Images are to be excluded, and the rest of the data repeated exactly.

Referring expression pointing data
◇ ◇ ◇ ◇ ◇

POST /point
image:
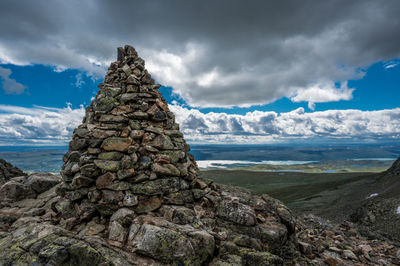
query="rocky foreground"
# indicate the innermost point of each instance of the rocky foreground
(130, 193)
(30, 234)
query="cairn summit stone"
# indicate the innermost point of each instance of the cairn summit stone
(128, 159)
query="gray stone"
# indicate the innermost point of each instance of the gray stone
(156, 187)
(40, 182)
(116, 144)
(162, 142)
(90, 170)
(165, 169)
(106, 165)
(237, 212)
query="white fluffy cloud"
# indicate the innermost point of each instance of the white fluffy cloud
(38, 125)
(267, 127)
(321, 93)
(10, 86)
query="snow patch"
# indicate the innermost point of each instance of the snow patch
(227, 163)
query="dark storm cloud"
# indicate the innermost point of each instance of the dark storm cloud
(211, 52)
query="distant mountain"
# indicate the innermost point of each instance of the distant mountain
(372, 202)
(8, 171)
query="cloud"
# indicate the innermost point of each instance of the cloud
(213, 53)
(10, 86)
(270, 127)
(321, 93)
(42, 125)
(79, 80)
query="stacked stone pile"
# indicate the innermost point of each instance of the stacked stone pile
(8, 171)
(128, 177)
(129, 150)
(131, 195)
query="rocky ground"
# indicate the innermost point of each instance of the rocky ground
(130, 194)
(31, 234)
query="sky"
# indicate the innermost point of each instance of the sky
(232, 71)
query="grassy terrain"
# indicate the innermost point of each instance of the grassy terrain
(319, 168)
(295, 189)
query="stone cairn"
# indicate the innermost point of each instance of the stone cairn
(128, 169)
(129, 145)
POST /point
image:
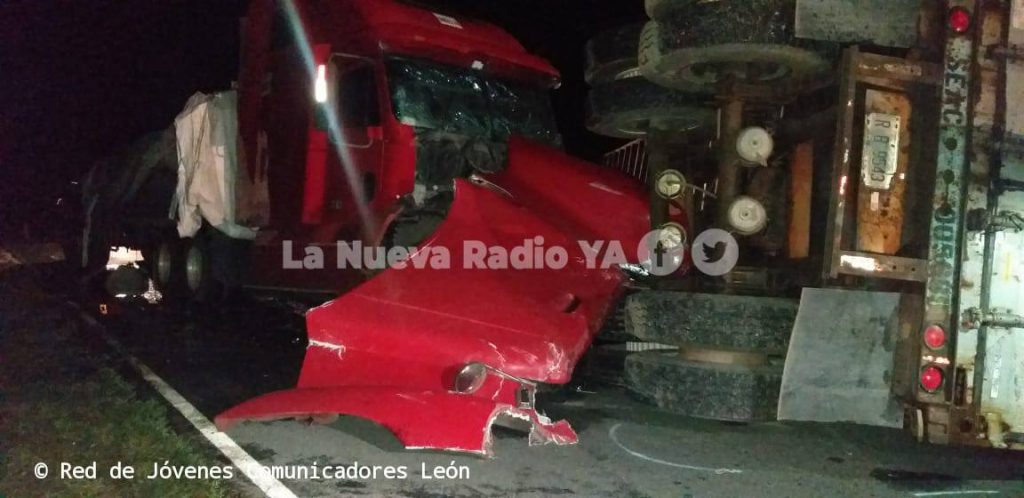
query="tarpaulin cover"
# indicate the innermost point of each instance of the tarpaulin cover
(841, 359)
(208, 166)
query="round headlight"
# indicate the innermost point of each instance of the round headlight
(755, 146)
(747, 215)
(470, 378)
(670, 183)
(672, 237)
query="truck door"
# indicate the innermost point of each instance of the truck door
(350, 121)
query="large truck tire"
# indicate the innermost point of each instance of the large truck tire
(628, 109)
(752, 41)
(200, 261)
(612, 54)
(718, 391)
(714, 321)
(168, 266)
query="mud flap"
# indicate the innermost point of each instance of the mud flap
(840, 363)
(419, 419)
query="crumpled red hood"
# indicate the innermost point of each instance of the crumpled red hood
(406, 333)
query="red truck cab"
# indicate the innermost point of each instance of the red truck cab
(390, 125)
(361, 113)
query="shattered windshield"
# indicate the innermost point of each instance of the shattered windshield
(470, 102)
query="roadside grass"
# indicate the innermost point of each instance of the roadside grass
(60, 401)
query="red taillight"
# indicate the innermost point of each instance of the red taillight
(960, 19)
(935, 337)
(931, 379)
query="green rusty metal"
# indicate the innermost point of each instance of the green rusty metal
(948, 198)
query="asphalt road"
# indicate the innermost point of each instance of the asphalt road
(218, 358)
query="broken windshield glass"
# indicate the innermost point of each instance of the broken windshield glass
(470, 102)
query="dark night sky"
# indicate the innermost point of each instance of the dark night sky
(79, 78)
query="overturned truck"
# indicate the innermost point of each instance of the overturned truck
(863, 158)
(374, 124)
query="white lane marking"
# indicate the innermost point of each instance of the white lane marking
(239, 457)
(614, 439)
(956, 493)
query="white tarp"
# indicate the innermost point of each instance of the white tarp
(841, 359)
(208, 165)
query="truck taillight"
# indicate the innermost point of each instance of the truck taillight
(960, 19)
(935, 336)
(320, 87)
(931, 378)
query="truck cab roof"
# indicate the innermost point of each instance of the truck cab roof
(398, 28)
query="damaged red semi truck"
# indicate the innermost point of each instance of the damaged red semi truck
(377, 122)
(873, 197)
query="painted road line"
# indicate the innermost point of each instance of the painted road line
(238, 456)
(612, 433)
(956, 493)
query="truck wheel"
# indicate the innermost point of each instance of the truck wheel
(168, 267)
(612, 54)
(716, 321)
(199, 270)
(627, 109)
(719, 391)
(750, 42)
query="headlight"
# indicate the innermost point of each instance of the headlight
(672, 237)
(747, 215)
(670, 183)
(470, 378)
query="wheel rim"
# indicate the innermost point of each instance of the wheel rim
(194, 267)
(164, 264)
(749, 72)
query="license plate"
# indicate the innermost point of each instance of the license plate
(881, 148)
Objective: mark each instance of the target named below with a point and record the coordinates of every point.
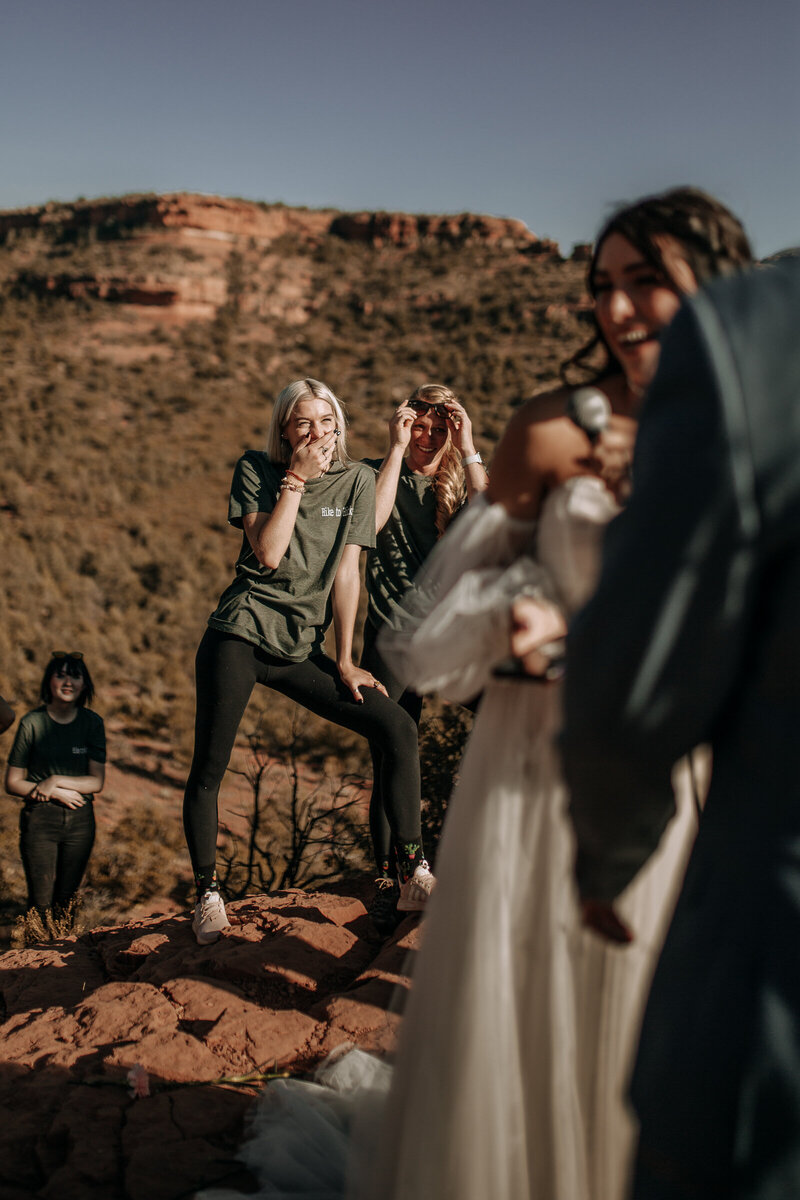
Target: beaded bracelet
(288, 486)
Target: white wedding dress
(519, 1030)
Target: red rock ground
(296, 975)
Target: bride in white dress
(521, 1025)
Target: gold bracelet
(288, 486)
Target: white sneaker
(416, 892)
(210, 918)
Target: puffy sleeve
(455, 624)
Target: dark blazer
(693, 635)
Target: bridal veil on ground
(519, 1030)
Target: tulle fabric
(521, 1026)
(519, 1029)
(455, 623)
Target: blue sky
(545, 112)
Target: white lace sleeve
(455, 627)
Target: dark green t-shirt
(286, 611)
(43, 747)
(402, 545)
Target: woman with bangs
(306, 511)
(429, 472)
(56, 766)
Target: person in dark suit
(693, 636)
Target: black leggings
(227, 669)
(55, 844)
(379, 827)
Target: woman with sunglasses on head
(56, 766)
(306, 511)
(428, 474)
(518, 1033)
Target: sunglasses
(422, 406)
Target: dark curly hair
(711, 239)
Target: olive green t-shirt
(286, 611)
(43, 747)
(402, 545)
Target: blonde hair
(286, 402)
(449, 484)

◇ ◇ ◇ ◇ ◇

* ANSWER BOX *
POST /point
image:
query="rocky foreground"
# indicate the innermost point of each instance of the rocky foreground
(130, 193)
(30, 234)
query="cairn summit stone"
# indicate the innermost point of each instance of the cairn summit stone
(128, 159)
query="gray stone"
# indicate the innermost point of each instance of the gray stone
(156, 187)
(40, 182)
(116, 144)
(162, 142)
(90, 170)
(165, 169)
(106, 165)
(237, 212)
query="white fluffy cloud"
# indicate the innermost point of each instance of the white fluffy cloud
(38, 125)
(267, 127)
(321, 93)
(10, 86)
query="snow patch"
# indicate the innermost point of each instance of the snow patch
(227, 163)
query="dark storm cloud"
# indicate the innermost point of each instance of the dark storm cloud
(211, 52)
query="distant mountain"
# indicate the innermost point of each instance of the distant mountain
(372, 202)
(8, 171)
query="cloud"
# indicate the innermost point of each instance of the cloud
(213, 53)
(10, 86)
(270, 127)
(321, 93)
(42, 125)
(79, 80)
query="stacked stone pile"
# indicate the innermost point of each instance of the stacked stone pile
(8, 171)
(128, 177)
(129, 150)
(131, 195)
query="rocky ground"
# indicate the innermost point of each instance of the rocky ground
(130, 194)
(31, 234)
query="sky"
# indicate the innermost point of each instance of the sky
(232, 71)
query="grassy terrain"
# indicate the innermost point of each instance of the grassy terrain
(319, 168)
(295, 189)
query="stone cairn"
# indicate the innermost point of each instance of the stone cairn
(128, 169)
(129, 145)
POST /point
image:
query="tarpaulin cover"
# indicate the innermost point of each instance of the tarpaulin cover
(841, 359)
(208, 166)
query="round headlight"
# indicate the innermost point of each instance of the round headlight
(755, 146)
(747, 215)
(470, 378)
(670, 183)
(672, 237)
query="truck door"
# indicate the innermost point of each instance of the truck door
(350, 121)
query="large truck tire"
# indicate the innermost point of each instance of the large truck tire
(628, 109)
(752, 41)
(200, 261)
(612, 54)
(718, 391)
(714, 321)
(168, 266)
query="mud flap"
# indicate the innermost point of each instance of the mud flap
(840, 363)
(419, 419)
query="crumpled red hood"
# indicate the innermost point of each instance of the crumpled red hood
(406, 333)
query="red truck cab"
# indicate the innermost point of each instance of the red truck cab
(390, 125)
(361, 113)
query="shattered windshield"
# indicate the innermost point of each instance of the shattered windshield
(470, 102)
query="roadside grass"
# indicate the innermost point of each instance of the roadside grass
(60, 401)
query="red taillight"
# indicate the innermost point of each instance of the red taillight
(960, 19)
(935, 337)
(931, 379)
query="green rusty metal"
# indicate the innermost point of each instance of the green rusty metal
(948, 198)
query="asphalt road"
# indicate the innermost point of each instance of the asphalt road
(218, 358)
query="broken windshield glass"
# indicate the innermost point of each instance of the broken windshield glass
(470, 102)
query="dark night sky"
# indicate the innermost point of each instance of the dark night sky
(79, 78)
query="overturned truck"
# indicate the innermost point of each instance of the overturned truck
(863, 158)
(374, 124)
query="white lane marking"
# indicate the innermost point of each instance of the white lane marking
(239, 457)
(614, 439)
(956, 493)
query="white tarp"
# indicate the innermost point of each instance of the white tarp
(841, 359)
(208, 165)
query="truck taillight"
# indicate the innermost point of each instance of the truck taillight
(960, 19)
(935, 336)
(320, 87)
(931, 378)
query="truck cab roof"
# indicate the innermost point of each instance of the truck cab roof
(398, 28)
query="damaged red semi truck"
# indicate the innermost point of each instance of the damaged red semi truck
(377, 122)
(873, 197)
query="painted road line"
# indicate the innermost point of each instance of the painted road line
(238, 456)
(612, 433)
(956, 493)
query="truck wheel"
# indicate the innermost point of each instance of the truck wheel
(168, 267)
(612, 54)
(716, 321)
(199, 270)
(627, 109)
(719, 391)
(750, 42)
query="headlight"
# indicate the innermost point of each instance of the headlight
(672, 237)
(747, 215)
(670, 183)
(470, 378)
query="wheel rim"
# indicate the innermost point of each instance of the wheel rim
(194, 267)
(164, 264)
(749, 72)
query="license plate"
# indicate the innermost point of each instance of the license plate
(881, 148)
Objective: mark each instance of the target named below with a point and record the coordinates of every point.
Target: beaded bracelet
(288, 486)
Target: white wedding dress
(519, 1030)
Target: red rock ground
(296, 975)
Target: bride in white dress
(521, 1025)
Target: gold bracelet
(288, 486)
Target: white sneaker
(416, 892)
(210, 918)
Target: puffy sleeve
(455, 624)
Target: dark blazer
(693, 635)
Target: bridal veil on ground
(519, 1030)
Target: tulle fabric
(521, 1026)
(519, 1029)
(455, 623)
Target: blue sky
(545, 112)
Target: white lace sleeve
(455, 627)
Target: dark green t-shirt
(286, 611)
(43, 747)
(402, 545)
Target: woman with bangs
(306, 511)
(429, 472)
(56, 766)
Target: person in dark suit
(693, 636)
Target: black leggings
(227, 669)
(55, 844)
(379, 827)
Target: woman with sunglasses on head
(56, 766)
(306, 511)
(428, 474)
(518, 1033)
Target: sunglasses
(422, 406)
Target: dark curly hair
(711, 239)
Target: olive green t-shirt
(286, 611)
(43, 747)
(402, 545)
Target: blonde hair
(286, 402)
(449, 484)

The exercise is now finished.